Monday, November 18, 2013
Delving Into Dungeons
If you've been reading this blog over the last year or so, you've been along with me on the ride towards focusing my attentions on mastering a small set of systems. Since deciding that single-system mastery was not for me, I've been working towards assembling a triad of systems, each one meant to scratch a different itch of (very loosely defined) simulationism, gamism, and narrativism.
My simulationist system of choice is Basic Roleplaying; my gamist system of choice is Savage Worlds. I've been running most of my games since 2012 in either of those two systems and each time I do, I feel increasingly sure that I made the right choices in those regards, and feel less and less inclined to run new or unfamiliar systems. I've had a tough time picking the right system to fill that third slot, though.
For a while, I was pretty sure that system was going to be FATE, but that's seeming less and less likely now. Count me as one of those people who just aren't terribly engaged by the system - there's nothing there that really reaches out and grabs me and slaps me across the face until I run a game with it.

++++++++++

- [GIVEN TASK]: Continue the blog post about settling on three tabletop roleplaying systems, picking up right after its last sentence.

- [SOURCE EXCERPT]:
++++++++++

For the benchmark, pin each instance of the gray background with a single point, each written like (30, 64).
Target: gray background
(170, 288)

++++++++++

- [ANSWER TO THIS EXERCISE]:
Furthermore, there's been a sort of competing agenda for that third system slot outside the GNS triad. Instead, there's been the idea of choosing a dedicated fantasy RPG system as a sort of "my D&D." To that end, I took Pathfinder for an extended test drive, and I've seriously considered B/X D&D. I'll probably buy the Fifth Edition D&D core books when they come out next year, let's be honest. But, again, none of those systems were really capturing my imagination or long-term interest. I've definitely been feeling the itch to get more D&D-style gaming back into my life, though.
A few months back, I picked up a copy of the Dungeon Crawl Classics RPG with some spare trade credit I had with Noble Knight. I gave the system a pass back when it came out in 2010. At that point, I was coming to the end of my initial arc of interest in all things OSR, the DCC RPG just seemed like another in an endless line of retro-clones, and I was feeling completely disinterested in yet another D&D knockoff.
It's a pity, really, that I rushed to judgment, because the DCC RPG was one of the first of that second generation of clones, the ones that weren't merely retreads but spoke with a distinctive voice of their own. Reading through the rulebook now, I was immediately taken in by the game's charms and resolved to run something as soon as I could.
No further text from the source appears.